Task directions: The records below must be transcribed exactly.

Entries shown:
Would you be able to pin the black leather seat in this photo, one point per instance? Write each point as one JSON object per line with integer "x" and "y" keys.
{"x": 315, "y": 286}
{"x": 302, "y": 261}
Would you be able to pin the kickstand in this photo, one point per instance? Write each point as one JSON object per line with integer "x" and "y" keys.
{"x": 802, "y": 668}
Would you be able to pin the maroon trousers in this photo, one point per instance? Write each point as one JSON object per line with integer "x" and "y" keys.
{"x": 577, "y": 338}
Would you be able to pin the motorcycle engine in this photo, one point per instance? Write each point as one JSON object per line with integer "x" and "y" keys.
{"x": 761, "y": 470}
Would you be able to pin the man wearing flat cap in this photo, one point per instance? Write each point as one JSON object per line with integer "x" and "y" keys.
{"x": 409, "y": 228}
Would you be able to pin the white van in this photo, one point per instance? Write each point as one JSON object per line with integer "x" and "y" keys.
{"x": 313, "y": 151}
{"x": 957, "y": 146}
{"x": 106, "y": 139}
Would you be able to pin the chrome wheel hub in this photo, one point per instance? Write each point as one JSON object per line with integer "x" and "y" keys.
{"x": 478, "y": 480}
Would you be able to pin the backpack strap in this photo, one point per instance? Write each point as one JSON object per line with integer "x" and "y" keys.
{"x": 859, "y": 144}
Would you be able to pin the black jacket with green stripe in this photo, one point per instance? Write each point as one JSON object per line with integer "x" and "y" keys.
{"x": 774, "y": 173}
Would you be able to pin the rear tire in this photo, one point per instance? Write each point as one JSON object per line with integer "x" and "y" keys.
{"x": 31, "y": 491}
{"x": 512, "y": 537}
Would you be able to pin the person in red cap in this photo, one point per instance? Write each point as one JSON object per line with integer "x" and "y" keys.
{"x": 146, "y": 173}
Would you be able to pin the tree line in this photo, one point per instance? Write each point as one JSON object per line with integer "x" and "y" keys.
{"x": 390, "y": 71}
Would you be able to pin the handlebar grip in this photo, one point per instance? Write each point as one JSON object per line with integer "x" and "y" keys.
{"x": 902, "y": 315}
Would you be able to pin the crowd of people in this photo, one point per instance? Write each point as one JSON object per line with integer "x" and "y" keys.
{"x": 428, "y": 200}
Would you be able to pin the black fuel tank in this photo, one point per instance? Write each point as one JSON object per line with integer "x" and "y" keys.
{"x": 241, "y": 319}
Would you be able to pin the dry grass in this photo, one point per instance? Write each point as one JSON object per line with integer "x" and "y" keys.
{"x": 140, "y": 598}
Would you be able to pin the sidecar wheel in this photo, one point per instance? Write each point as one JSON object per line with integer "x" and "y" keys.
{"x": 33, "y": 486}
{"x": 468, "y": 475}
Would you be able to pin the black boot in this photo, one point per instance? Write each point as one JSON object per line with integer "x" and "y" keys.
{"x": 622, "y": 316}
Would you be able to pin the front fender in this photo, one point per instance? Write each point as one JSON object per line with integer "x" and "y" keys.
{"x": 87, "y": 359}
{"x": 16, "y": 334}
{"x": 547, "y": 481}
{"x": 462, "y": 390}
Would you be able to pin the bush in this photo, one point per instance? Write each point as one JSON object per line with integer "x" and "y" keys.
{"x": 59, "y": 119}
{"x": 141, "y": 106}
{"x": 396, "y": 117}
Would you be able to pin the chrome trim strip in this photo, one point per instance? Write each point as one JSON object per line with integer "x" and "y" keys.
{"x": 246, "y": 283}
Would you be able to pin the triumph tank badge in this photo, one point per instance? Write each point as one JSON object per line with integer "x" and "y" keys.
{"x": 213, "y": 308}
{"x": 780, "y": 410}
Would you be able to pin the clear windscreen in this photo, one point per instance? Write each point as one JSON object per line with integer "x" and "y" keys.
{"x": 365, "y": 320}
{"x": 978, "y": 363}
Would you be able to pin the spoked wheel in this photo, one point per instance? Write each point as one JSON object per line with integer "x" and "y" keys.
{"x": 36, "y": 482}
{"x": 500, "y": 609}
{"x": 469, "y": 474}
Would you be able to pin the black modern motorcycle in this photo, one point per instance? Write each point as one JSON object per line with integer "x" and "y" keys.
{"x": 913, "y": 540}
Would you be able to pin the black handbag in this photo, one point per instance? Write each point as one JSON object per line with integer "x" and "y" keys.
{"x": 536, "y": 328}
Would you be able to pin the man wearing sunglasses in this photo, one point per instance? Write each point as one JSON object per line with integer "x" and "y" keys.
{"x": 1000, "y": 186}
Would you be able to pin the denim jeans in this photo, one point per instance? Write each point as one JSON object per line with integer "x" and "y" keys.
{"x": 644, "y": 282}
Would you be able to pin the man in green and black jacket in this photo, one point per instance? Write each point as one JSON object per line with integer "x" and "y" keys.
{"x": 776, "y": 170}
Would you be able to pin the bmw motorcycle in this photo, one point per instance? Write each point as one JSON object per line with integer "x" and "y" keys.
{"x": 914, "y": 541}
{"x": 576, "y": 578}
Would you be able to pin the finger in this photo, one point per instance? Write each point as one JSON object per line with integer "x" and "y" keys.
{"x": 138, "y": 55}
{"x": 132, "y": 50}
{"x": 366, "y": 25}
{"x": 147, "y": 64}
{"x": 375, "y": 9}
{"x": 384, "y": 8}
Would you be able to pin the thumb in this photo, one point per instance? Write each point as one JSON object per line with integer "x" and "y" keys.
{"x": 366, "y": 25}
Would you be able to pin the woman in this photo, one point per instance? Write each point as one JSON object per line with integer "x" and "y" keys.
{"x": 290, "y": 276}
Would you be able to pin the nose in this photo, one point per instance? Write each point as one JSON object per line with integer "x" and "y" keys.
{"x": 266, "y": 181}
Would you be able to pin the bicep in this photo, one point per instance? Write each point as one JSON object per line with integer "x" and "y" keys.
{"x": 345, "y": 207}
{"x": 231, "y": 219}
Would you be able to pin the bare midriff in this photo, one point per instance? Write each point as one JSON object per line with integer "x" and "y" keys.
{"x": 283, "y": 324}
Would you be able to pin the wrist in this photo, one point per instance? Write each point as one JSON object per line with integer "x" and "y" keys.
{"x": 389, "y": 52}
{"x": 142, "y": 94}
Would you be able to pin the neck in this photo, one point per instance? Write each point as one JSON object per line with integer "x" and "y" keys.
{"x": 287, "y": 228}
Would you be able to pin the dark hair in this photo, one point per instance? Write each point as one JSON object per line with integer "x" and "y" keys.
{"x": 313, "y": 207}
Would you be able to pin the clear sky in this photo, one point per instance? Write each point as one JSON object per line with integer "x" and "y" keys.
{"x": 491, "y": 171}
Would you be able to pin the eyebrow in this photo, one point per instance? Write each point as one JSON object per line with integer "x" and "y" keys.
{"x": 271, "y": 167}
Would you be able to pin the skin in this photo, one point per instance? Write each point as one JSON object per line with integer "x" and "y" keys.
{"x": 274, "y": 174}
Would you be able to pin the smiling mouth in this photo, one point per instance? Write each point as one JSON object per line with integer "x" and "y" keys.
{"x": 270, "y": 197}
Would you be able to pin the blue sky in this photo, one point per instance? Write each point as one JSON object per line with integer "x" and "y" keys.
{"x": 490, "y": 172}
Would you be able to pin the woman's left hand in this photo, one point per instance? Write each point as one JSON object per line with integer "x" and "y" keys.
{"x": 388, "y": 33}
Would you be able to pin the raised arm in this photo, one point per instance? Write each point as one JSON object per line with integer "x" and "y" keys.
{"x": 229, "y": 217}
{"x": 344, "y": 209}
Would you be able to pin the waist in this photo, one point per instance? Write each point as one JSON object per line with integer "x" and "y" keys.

Answer for the task:
Would you be able to pin the black leather seat in this photo, one point per instance? Write each point as one JSON object per line with integer "x" and "y" keys.
{"x": 315, "y": 286}
{"x": 302, "y": 261}
Would you be able to pin the kickstand in this photo, one point per instance? Write each point as one JSON object per line with integer "x" and "y" keys.
{"x": 802, "y": 668}
Would you be able to pin the maroon trousers in this photo, one point per instance? Write each point as one JSON object per line with integer "x" and "y" keys.
{"x": 577, "y": 338}
Would you be able to pin the motorcycle engine in this photo, one point per instance? Write each point as one JSON object per line with integer "x" and "y" keys.
{"x": 761, "y": 470}
Would you be able to pin the man wearing flat cap in this photo, one point per instance? Write each point as one JSON object per line with integer "x" and "y" keys.
{"x": 409, "y": 228}
Would you be able to pin the white van in this photo, one point per instance? Write each point as one JSON object per line with integer "x" and "y" keys.
{"x": 313, "y": 151}
{"x": 957, "y": 146}
{"x": 106, "y": 139}
Would you be able to pin the chrome wheel hub in this photo, one point per instance? Write each point as one JSON object per line with integer "x" and "y" keys.
{"x": 478, "y": 480}
Would you be able to pin the backpack strap in this photo, one point per instance? Write each point as one JSON object per line with integer "x" and "y" keys.
{"x": 859, "y": 144}
Would you be able to pin the black jacket with green stripe in this photo, one point per instance? Write each point as one JSON object per line with integer "x" and "y" keys.
{"x": 774, "y": 173}
Would you be able to pin the rear tire in this photo, one point per instance? Write each point as one JSON object per line with integer "x" and "y" keys.
{"x": 31, "y": 491}
{"x": 512, "y": 537}
Would you be able to pin the person in red cap in this photo, one point per instance? Write each point as one JSON object per line with integer "x" and "y" keys.
{"x": 146, "y": 173}
Would you be able to pin the tree line in this photo, one point per instance? Write each point as one JSON object per line with integer "x" and "y" keys.
{"x": 390, "y": 71}
Would you be able to pin the handlebar grip in this photo, one point per instance? Write each point as one JSON object per line with integer "x" and "y" keys.
{"x": 902, "y": 315}
Would you be able to pin the crowd of people in this photo, one point per instance? Write each point as one JSON object per line with integer "x" and "y" keys.
{"x": 428, "y": 200}
Would you be able to pin the black fuel tank in this photo, one point per instance? Write each point as one JSON object per line with integer "x" and "y" keys.
{"x": 241, "y": 319}
Would you be able to pin the dry grass in this photo, one point per instance? Write each point as one JSON object per line with integer "x" and "y" keys.
{"x": 140, "y": 598}
Would you be able to pin the sidecar wheel in this photo, one point per instance? Write each point as one JSON object per line with integer "x" and "y" keys.
{"x": 33, "y": 486}
{"x": 468, "y": 475}
Would you be able to pin the black boot in this photo, one point per instance? Write each point as one JSON object per line with integer "x" and "y" keys.
{"x": 622, "y": 316}
Would you be able to pin the front fender in this photo, one point per instance? Write each point as one JSON object per line with integer "x" and "y" keys.
{"x": 87, "y": 359}
{"x": 16, "y": 334}
{"x": 547, "y": 481}
{"x": 462, "y": 390}
Would you be able to pin the bush in this photo, one point per instance? Write each point as one JSON object per line with integer "x" and "y" keys.
{"x": 59, "y": 119}
{"x": 141, "y": 106}
{"x": 396, "y": 117}
Would you be able to pin the chrome trim strip in this photo, one point per instance? Write each point as one JSON object per line with integer "x" and "y" keys.
{"x": 246, "y": 283}
Would you be able to pin the triumph tank badge in this photo, one point per instance? Write each point as one JSON object per line with integer "x" and "y" keys.
{"x": 213, "y": 308}
{"x": 780, "y": 410}
Would you be able to pin the clear windscreen in this photo, one point per instance? Write each point as one JSON object per line with integer "x" and "y" keys.
{"x": 365, "y": 320}
{"x": 978, "y": 363}
Would you be able to pin the spoked wheel in this photo, one point per instance? Write each point as one JSON object per line with integer "x" and "y" keys.
{"x": 36, "y": 482}
{"x": 500, "y": 609}
{"x": 469, "y": 474}
Would you be able to pin the black modern motorcycle in this photo, one point per instance? Write each point as one JSON object per line with integer "x" and "y" keys.
{"x": 913, "y": 540}
Would you be able to pin the black handbag in this photo, one point per instance? Write each point as one JSON object per line with integer "x" and "y" keys.
{"x": 536, "y": 328}
Would you be able to pin the man wearing sunglasses in this photo, one point per instance? Write each point as one JSON object per line with integer "x" and "y" keys.
{"x": 1000, "y": 186}
Would you be able to pin the denim jeans in this photo, one point per instance? Write each point as one JSON object per line with integer "x" and "y" keys.
{"x": 644, "y": 282}
Would you be able to pin the man in green and black jacket in this photo, one point per instance? Write each point as one JSON object per line with integer "x" and "y" keys.
{"x": 776, "y": 170}
Would you be able to pin the bmw motorcycle in this photo, one point per instance? Write each point as one JSON object per line with integer "x" and "y" keys.
{"x": 914, "y": 541}
{"x": 576, "y": 578}
Would you be able to pin the finger in this photo, one point per instance? Write each point as one JSON object per line with integer "x" and "y" keys.
{"x": 138, "y": 55}
{"x": 132, "y": 50}
{"x": 366, "y": 25}
{"x": 147, "y": 64}
{"x": 375, "y": 9}
{"x": 384, "y": 8}
Would you be able to pin the thumb in this photo, one point per instance? Write each point as one JSON object per line with integer "x" and "y" keys.
{"x": 366, "y": 25}
Would you be able to pin the woman in this photo, one point per instance? Write each point as one JSON object per line with integer "x" and "y" keys.
{"x": 290, "y": 276}
Would you be able to pin the nose in this photo, one point per instance? Write each point as one JSON object per line with integer "x" and "y" keys.
{"x": 266, "y": 181}
Would you be able to pin the bicep in this photo, one point per instance? Write each point as one JSON object per line with integer "x" and "y" keys.
{"x": 345, "y": 207}
{"x": 231, "y": 219}
Would you be able to pin the bare midriff in this photo, one point per instance? Write each point as one JSON object per line with integer "x" and "y" keys.
{"x": 283, "y": 324}
Would you be able to pin the wrist in this photo, one point per instance? Write each point as one JSON object per line with integer "x" and "y" keys.
{"x": 389, "y": 52}
{"x": 142, "y": 94}
Would you be able to pin the neck in this photo, one point per instance? Write each point as one JSON object per line with integer "x" and "y" keys.
{"x": 287, "y": 228}
Would you be able to pin the dark hair in this photo, one point per instance? Write each point as one JSON object per line with integer "x" and "y" keys.
{"x": 313, "y": 207}
Would you be able to pin the clear sky in this photo, one point per instance? Write each point as one JSON object per line with integer "x" and "y" keys.
{"x": 491, "y": 171}
Would you be able to pin the eyebrow in this photo, one point per instance? Write each point as one JSON object per line with integer "x" and "y" keys.
{"x": 271, "y": 167}
Would you be able to pin the skin in this photo, one point per instance? Write each point as one JSON object per line with integer "x" and "y" keys.
{"x": 274, "y": 174}
Would you be able to pin the smiling mouth in this photo, one point per instance? Write each point as one JSON object per line with integer "x" and "y" keys.
{"x": 270, "y": 197}
Would you be able to pin the blue sky in this photo, one point per instance? Write each point as one JSON object per line with integer "x" and "y" keys.
{"x": 490, "y": 172}
Would you be able to pin the woman's left hand in this photo, one point per instance? Write each point as one JSON object per line with integer "x" and "y" keys.
{"x": 388, "y": 33}
Would you be able to pin the raised arm in this photo, one point per instance? Write each point as one JSON object per line with integer "x" and "y" keys.
{"x": 229, "y": 217}
{"x": 344, "y": 209}
Would you be able to pin the waist in this photo, one point per instance? Write each point as one JSON object per line with integer "x" and "y" keys.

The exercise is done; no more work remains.